WORK REQUIRED — The exercise asks for every line of the data to be reproduced exactly.

******************************

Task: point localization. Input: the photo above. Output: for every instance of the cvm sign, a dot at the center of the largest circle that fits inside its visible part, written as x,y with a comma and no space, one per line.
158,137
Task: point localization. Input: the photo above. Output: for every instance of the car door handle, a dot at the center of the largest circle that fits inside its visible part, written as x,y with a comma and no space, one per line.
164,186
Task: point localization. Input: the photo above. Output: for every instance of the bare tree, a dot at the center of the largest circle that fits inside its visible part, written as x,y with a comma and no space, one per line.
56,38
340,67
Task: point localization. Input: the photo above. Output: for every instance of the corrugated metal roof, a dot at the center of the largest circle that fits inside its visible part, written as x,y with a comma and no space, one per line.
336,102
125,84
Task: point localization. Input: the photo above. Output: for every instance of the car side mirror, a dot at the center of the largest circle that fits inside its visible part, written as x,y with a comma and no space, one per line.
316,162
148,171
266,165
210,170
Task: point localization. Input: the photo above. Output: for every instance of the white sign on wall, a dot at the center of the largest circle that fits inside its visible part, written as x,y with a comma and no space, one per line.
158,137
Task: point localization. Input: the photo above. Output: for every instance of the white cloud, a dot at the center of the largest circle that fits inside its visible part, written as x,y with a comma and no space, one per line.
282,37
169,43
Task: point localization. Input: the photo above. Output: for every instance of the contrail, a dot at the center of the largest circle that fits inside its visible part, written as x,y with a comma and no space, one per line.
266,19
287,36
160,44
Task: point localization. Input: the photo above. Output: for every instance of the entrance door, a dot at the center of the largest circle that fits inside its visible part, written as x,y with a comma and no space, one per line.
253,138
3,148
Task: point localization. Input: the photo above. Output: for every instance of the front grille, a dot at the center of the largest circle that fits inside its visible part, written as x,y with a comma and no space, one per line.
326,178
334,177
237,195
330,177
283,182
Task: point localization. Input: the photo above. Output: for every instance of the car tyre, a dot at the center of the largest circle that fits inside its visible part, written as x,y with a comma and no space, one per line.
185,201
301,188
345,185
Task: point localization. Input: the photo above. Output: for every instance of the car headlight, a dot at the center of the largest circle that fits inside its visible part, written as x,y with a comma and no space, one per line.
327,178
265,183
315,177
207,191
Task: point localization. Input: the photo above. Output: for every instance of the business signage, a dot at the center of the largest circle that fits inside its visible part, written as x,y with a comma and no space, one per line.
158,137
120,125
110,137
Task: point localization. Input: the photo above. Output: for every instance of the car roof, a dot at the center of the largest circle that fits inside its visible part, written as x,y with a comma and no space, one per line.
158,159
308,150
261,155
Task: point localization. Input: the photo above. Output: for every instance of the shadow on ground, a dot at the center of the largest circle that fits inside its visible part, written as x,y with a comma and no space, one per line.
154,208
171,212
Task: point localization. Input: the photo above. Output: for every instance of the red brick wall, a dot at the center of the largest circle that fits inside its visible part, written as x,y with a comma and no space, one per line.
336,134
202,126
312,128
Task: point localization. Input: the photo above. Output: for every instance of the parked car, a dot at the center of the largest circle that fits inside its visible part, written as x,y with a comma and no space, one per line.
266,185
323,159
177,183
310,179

******************************

IN RESPONSE —
Task: point localization. Input: the photo above. Output: for every instance of the cvm sign, a dot at the center of the largest circle that fits inside its visible part, written as x,y with a comma and no space, one per line.
158,137
Task: point localization. Input: the photo above. Output: for every instance of the car door handle, a dot at the center of the largest circle that fits inside its visible part, written as x,y with a comma and no space, one per line.
164,186
Task: point localization. Input: the photo above. Output: for every instance of the bare tree, a dot at the center of the largest circle that fits inside its visible part, written as x,y with a comma and no space, one per line.
56,38
340,67
Task: point localization. Input: the photo above. Output: for every instance of the corrugated metal roof, a dot at the center of the largest circle that fits inside its visible part, written as x,y with a comma and no space, one per line.
336,102
125,84
Task: point localization. Input: the photo above. Output: for every instance of the car side mirror, a dot at the center of the largest circle that fits inside its visible part, written as x,y with a comma and no space, one per line.
316,162
148,171
266,165
210,170
Task: point localization. Input: the photo above. Output: for every instance of the white sign on wall, a dot at the center of the largest circle that fits inside its visible part, written as x,y with a comma and no space, one per line.
158,137
Task: point localization. Input: the photo above. Output: for every instance of the white cloud, a dot at the center of the largest circle that fits inside its visible part, written as x,y with a comma and no space, one per line.
282,37
169,43
Task: point localization. Input: the photo above. Output: for every instance of the contrail, a dot at the center of the largest circle that fits inside its visible part, written as x,y with a comma and no space, one per line.
266,19
287,36
160,44
Task: point localization. Input: the photo above. Output: for every instance of the entrance door, a dot at the center of the largest circle that fits inside its visible part, written as x,y with a comma and no space, one per line.
253,138
3,148
Task: point localization. Input: the photo above. Output: for every instance of the front grille, a dot at the center of the largest circle that fits inside its visible part, written as x,y with a comma and no space, one per line.
326,178
334,177
237,195
330,177
283,182
Task: point localization. Input: the photo above. Output: for every instance of the car tyre, a dot at the center of the largest circle that fits inside its visible part, written as x,y with a comma and no space, one per line.
185,201
301,188
345,185
Task: point localization. Input: the photo above. Output: for every instance of the car headlight, a dot at the center of the largest circle that fits inside its visible part, written as x,y with a comma and no space, one per line.
327,178
265,183
315,177
207,191
Task: point localization. Input: the photo above. Output: for every instance of the business signage, a dot at the center of the largest circle that fits inside its visible part, written as x,y with a comma and no space, one per line.
158,137
120,125
110,137
Task: point localization. Input: the photo above. Output: for every instance of the car roof, a dot at the center of the largest circle that fits inside its visible part, written as x,y with a comma and no space, one per line.
158,159
308,150
261,155
Task: point localization. Input: the photo above. Output: for every instance of the shadow on ground, a dot at the center of the largest circle that fits inside its visible part, written as x,y with a comma and no space, one per line.
154,208
171,212
Task: point localization. Input: the photo above. Output: for every instance of the red brick wall, a dot at the center of the largest circle that fits inside its visible part, written as x,y with a comma and no space, one per line.
336,134
202,126
312,128
Task: point localization. Input: the photo above. Output: for every instance of the parked car, a dot at the center of the largest circle that fits inside its visible part, written as x,y with a comma and no space, one per line.
266,185
323,159
177,183
310,179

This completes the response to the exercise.